§ Problem to work on
Restate all entries exactly.

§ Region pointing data

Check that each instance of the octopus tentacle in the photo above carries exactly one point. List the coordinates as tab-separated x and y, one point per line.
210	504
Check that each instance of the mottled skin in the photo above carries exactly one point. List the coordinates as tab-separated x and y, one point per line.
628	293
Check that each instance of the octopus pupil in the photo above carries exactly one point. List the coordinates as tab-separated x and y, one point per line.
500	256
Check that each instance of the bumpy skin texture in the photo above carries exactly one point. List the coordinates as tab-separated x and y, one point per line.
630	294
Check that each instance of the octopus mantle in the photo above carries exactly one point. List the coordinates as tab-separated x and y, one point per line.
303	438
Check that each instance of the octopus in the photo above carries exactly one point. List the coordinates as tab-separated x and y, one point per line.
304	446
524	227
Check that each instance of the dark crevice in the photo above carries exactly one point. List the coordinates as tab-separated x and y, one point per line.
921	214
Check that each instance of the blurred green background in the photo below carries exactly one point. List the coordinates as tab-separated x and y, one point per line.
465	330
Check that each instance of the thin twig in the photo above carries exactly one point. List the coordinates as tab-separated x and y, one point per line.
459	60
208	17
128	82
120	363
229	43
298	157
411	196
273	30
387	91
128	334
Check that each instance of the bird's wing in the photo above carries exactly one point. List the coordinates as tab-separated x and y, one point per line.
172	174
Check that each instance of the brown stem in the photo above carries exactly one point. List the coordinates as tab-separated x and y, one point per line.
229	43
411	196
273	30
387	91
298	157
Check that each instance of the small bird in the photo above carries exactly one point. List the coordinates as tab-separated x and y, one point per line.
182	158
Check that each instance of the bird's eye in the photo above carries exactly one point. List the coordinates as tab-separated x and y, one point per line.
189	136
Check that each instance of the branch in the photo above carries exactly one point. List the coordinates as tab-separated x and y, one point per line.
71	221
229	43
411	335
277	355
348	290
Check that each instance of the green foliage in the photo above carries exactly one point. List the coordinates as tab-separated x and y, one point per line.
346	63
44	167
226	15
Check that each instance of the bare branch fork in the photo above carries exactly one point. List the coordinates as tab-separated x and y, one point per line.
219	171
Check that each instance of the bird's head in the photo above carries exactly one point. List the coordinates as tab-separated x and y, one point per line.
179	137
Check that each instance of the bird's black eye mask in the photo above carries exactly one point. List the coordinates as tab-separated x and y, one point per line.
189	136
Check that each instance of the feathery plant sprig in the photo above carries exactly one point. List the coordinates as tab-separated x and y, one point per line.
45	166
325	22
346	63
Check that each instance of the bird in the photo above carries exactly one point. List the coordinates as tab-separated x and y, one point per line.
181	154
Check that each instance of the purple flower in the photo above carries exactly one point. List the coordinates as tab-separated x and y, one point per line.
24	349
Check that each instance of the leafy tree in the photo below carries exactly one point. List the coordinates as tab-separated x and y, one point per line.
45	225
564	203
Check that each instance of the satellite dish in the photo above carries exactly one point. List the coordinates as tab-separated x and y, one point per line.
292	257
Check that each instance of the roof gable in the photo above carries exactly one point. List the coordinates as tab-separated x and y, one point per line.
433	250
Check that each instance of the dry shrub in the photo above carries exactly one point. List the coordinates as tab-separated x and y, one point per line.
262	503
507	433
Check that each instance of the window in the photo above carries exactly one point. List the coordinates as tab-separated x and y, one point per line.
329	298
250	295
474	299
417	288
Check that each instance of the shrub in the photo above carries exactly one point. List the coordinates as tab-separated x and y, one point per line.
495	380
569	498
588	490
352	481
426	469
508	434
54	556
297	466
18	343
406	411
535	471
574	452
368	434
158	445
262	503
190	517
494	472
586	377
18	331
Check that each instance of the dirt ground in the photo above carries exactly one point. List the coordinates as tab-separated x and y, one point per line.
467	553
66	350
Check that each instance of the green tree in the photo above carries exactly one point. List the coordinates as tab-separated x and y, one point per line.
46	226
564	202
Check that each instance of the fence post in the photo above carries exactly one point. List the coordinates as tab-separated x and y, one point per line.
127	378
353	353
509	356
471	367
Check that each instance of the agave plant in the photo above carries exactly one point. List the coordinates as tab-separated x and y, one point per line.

§ Reply to the exercise
Check that each instance of the octopus tentacle in the photo above carries exactly one point. List the coordinates as tab-separated x and y, one point per line.
210	504
Check that each instance of the mottled skin in the photo above carries exactly one point. List the coordinates as tab-separated x and y, one point per line.
628	293
Check that each instance of the octopus pupil in the photo above carries exactly one point. List the coordinates as tab-separated x and y, one point per line.
500	256
Check that each instance of the bumpy skin texture in the photo above carries exactly one point. List the coordinates as tab-separated x and y, one point per line.
630	294
Check that each instance of the octopus mantle in the photo above carries exactly one point. List the coordinates as tab-separated x and y, one point per line.
303	438
Check that each instance of the octopus in the photo above carries exactly one point. List the coordinates as tab-separated x and y, one point per line.
304	446
524	227
Check that each instance of the dark crevice in the photo above carries exactly one point. List the coordinates as tab-separated x and y, one point per line.
921	214
Check that each instance of the blurred green background in the photo below carries exactly one point. List the coordinates as tab-separated x and y, one point per line.
465	330
Check that each instance of the thin twig in the photo above carries exactly one point. List the coordinates as tab-separated x and y, one point per line.
459	60
208	17
128	82
120	363
229	43
298	157
411	196
273	30
387	91
128	334
Check that each instance of the bird's wing in the photo above carries exactly one point. List the coordinates as tab-separated x and y, one point per line.
172	174
Check that each instance of the brown stem in the photo above carries exactly one point. List the coordinates as tab-separated x and y, one point per line.
229	43
411	196
273	30
387	91
298	157
Check that each instance of the small bird in the photo above carries exactly one point. List the coordinates as tab-separated x and y, one point per line.
182	158
Check that each instance of the bird's eye in the photo above carries exactly one point. List the coordinates as tab-separated x and y, one point per line.
189	136
Check that each instance of the branch in the photo above carries exactly one point. List the coordinates as tab-separated x and y, one point per line.
71	221
229	43
411	335
277	355
348	290
Check that each instance of the green foliage in the photo above carries exactly one point. List the coordinates as tab-separated x and y, one point per line.
346	63
44	167
226	15
Check that each instance of the bare branch fork in the photo above carries exactly one point. List the coordinates as tab-separated x and y, one point per line.
219	171
Check that each instance of the bird's head in the photo above carries exactly one point. List the coordinates as tab-separated x and y, one point per line.
179	137
Check that each instance of the bird's black eye mask in the photo above carries exactly one point. List the coordinates as tab-separated x and y, one point per line.
189	136
Check that each instance of the feathery plant sprig in the photo above carries exactly one point. List the coordinates as tab-separated x and y, one point per line.
45	166
325	22
346	63
Check that each instance of the bird in the photo above carries exactly one point. List the coordinates as tab-separated x and y, one point per line.
181	154
Check that each instance of the purple flower in the photo above carries exactly one point. List the coordinates as tab-separated x and y, one point per line.
24	349
Check that each instance of the leafy tree in the photo below carries exactly one point. List the coordinates as tab-separated x and y, one point per line.
45	225
564	203
Check that each instance of the satellite dish in the photo above carries exactly one point. List the coordinates as tab-separated x and y, one point per line.
292	257
Check that each instance of the roof gable in the photo above carries exactly one point. List the coordinates as tab-separated x and y, one point per line.
433	250
Check that each instance of the dry shrub in the photo above carries exactly one point. List the coordinates as tab-separated x and y, one point per line.
262	503
507	433
Check that each instance of the window in the photo above carries exactly one point. List the coordinates as tab-separated x and y, one point per line.
329	298
250	295
474	299
417	288
Check that each instance of the shrub in the photo above carries exactly one point. List the coordinates as tab-separated x and y, one point per line.
495	380
569	498
588	490
352	481
426	469
508	434
54	556
297	466
18	343
406	411
535	471
574	452
368	434
158	445
262	503
190	517
494	472
586	377
18	331
Check that each instance of the dirt ground in the photo above carries exactly one point. List the coordinates as tab-separated x and y, one point per line.
467	553
66	350
Check that each instance of the green tree in the photo above carries exactly one point. List the coordinates as tab-separated x and y, one point per line.
46	226
564	202
Check that each instance of the fence post in the photo above carries exactly one point. List the coordinates as tab-separated x and y, one point per line.
127	378
353	353
509	356
471	367
Check that each instance of the agave plant in the photo above carries exactly one point. List the coordinates as tab-separated x and y, one point per line.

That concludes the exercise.